Goal of the exercise:
Transcribe the passage of the playwriting essay below that begins with the words "In 25 years" and ends with "before a battle.".

In 25 years of writing plays, I’ve generally worked from beginning to end. I may have a final scene in mind—sometimes an image that spurs the play’s creation. Sometimes, for tightly plotted stories, I work from an outline. Even so, when actually writing the piece, the process opens with “lights rise” and closes with “end of play.”
About a year ago, an idea came to me arising from images and voices I’d carried around for almost aa decade: American soldiers during World War II basically trying to talk themselves calm the night before a battle.
The time and locale fluctuated. D-Day seemed a natural, but also had been extensively covered, from The Longest Day to Saving Private Ryan. I considered the Anzio or North African landings, but those required explanation—and exposition. More and more, I thought of the lousy winter of ’44 and ’45, when war’s end loomed but hadn’t yet arrived.
Then an actor friend suggested I write a Christmas play, which made me laugh at first. No one would immediately associate my dark, sometimes sardonic plays with presents and cheery lights. Plus, could anything new be said of Christmas? Still, I liked the idea of writing a non-sentimental Christmas play for adults. All too often, between Scrooge, nutcrackers, and elves, the holidays seemed a reason to stay home from the theatre. Not because the existing plays were bad—simply because they were tired.
Then somehow the long-smoldering World War II play latched onto the Christmas Eve, finding the German-besieged town of Bastogne, Belgium, during the Battle of the Bulge. I’d long been fascinated by the town’s heroic effort to stave off Panzers as ammo, food, and medical supplies ran low.* And another image came to mind: a wounded civilian, a woman, in the midst of men trying not to fall apart. And If the Fates Allow took shape.
Or rather, it took shapes. I didn’t have an ending or a beginning. All I had were voices and a setting. The play stalled. I couldn’t find a way into it. I figured, what the hell, I’d write what I had—little scenes, snapshots, snippets of conversation. I had no idea where it was going. All I could do was rely on faith that I’d written a bunch of plays—too many maybe—and I could write another, hoping a piece would find its form as had happened so many times before.

[Dataset excerpts]
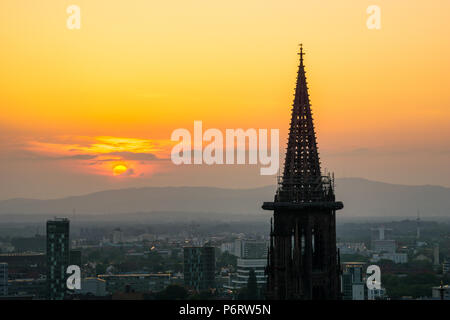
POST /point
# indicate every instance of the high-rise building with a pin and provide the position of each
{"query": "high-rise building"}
(3, 279)
(303, 259)
(353, 286)
(446, 267)
(199, 268)
(58, 256)
(251, 249)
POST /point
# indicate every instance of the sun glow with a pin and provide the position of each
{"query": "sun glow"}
(119, 170)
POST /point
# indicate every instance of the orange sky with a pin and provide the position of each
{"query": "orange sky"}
(137, 70)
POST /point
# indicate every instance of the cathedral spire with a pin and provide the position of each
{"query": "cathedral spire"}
(302, 175)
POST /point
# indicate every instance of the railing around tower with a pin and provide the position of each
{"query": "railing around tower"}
(301, 190)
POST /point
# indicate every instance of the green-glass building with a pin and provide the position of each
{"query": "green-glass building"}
(58, 256)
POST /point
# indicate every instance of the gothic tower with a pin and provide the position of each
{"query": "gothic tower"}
(303, 262)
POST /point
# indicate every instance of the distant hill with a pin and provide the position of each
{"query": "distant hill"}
(362, 198)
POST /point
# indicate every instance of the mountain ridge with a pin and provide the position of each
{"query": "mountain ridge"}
(361, 197)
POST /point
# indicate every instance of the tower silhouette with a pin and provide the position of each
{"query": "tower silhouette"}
(303, 262)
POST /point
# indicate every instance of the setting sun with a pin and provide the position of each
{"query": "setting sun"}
(119, 169)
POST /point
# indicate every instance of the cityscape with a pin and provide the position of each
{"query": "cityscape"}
(197, 260)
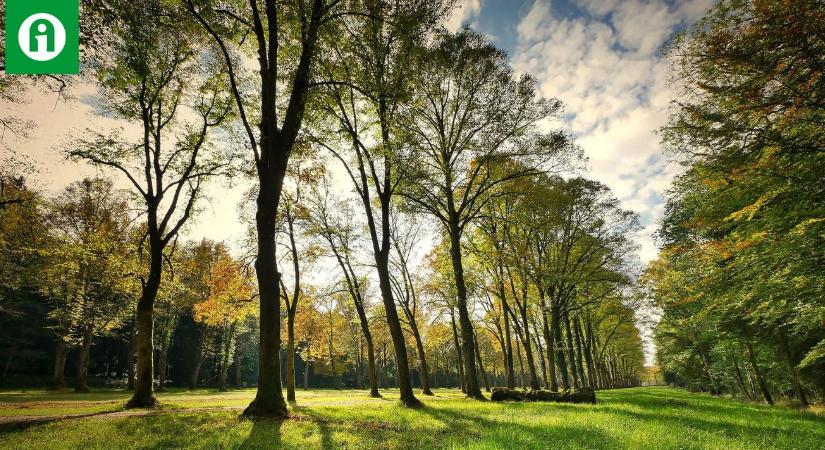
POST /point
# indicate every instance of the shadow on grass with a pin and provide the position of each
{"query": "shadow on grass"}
(464, 427)
(265, 433)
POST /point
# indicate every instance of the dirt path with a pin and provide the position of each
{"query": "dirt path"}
(20, 422)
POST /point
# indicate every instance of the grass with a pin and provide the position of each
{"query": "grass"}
(628, 418)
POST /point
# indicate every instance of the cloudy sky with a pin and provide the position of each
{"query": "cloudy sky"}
(601, 57)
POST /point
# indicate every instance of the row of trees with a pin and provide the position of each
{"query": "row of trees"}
(78, 259)
(424, 123)
(740, 277)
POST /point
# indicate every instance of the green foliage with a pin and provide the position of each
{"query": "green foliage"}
(642, 418)
(743, 228)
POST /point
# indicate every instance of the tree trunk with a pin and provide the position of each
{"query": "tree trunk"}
(586, 353)
(290, 355)
(561, 364)
(481, 366)
(528, 349)
(132, 356)
(589, 340)
(579, 353)
(198, 353)
(269, 398)
(467, 341)
(373, 375)
(550, 343)
(790, 360)
(740, 379)
(509, 370)
(393, 322)
(163, 362)
(237, 364)
(458, 354)
(571, 351)
(422, 359)
(60, 351)
(763, 386)
(143, 396)
(82, 382)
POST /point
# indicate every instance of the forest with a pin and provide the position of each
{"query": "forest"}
(418, 224)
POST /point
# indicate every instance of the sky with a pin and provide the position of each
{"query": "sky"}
(600, 57)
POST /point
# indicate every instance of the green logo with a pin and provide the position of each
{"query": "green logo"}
(42, 37)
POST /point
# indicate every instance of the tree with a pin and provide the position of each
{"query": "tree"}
(304, 171)
(153, 77)
(371, 61)
(288, 43)
(404, 244)
(90, 268)
(339, 233)
(226, 309)
(471, 115)
(746, 128)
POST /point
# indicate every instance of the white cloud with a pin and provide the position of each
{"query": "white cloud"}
(605, 67)
(464, 12)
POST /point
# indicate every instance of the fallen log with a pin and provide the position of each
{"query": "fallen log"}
(581, 396)
(502, 394)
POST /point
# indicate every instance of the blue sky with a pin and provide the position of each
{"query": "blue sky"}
(602, 59)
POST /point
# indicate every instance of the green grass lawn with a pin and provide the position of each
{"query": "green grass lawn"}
(629, 418)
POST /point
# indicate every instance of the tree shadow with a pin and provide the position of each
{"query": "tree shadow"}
(265, 433)
(469, 427)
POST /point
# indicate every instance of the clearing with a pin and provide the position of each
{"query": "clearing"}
(656, 417)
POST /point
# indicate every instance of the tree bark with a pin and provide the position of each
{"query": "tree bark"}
(740, 379)
(290, 354)
(467, 341)
(143, 396)
(237, 364)
(561, 364)
(198, 353)
(528, 349)
(481, 367)
(763, 386)
(82, 382)
(510, 375)
(550, 343)
(458, 354)
(60, 352)
(790, 361)
(571, 351)
(579, 352)
(422, 358)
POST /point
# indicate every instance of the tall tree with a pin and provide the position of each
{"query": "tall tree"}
(339, 233)
(373, 54)
(155, 76)
(287, 41)
(470, 115)
(90, 266)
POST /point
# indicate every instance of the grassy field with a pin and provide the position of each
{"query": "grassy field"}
(628, 418)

Solved problem:
In 25 years of writing plays, I’ve generally worked from beginning to end. I may have a final scene in mind—sometimes an image that spurs the play’s creation. Sometimes, for tightly plotted stories, I work from an outline. Even so, when actually writing the piece, the process opens with “lights rise” and closes with “end of play.”
About a year ago, an idea came to me arising from images and voices I’d carried around for almost aa decade: American soldiers during World War II basically trying to talk themselves calm the night before a battle.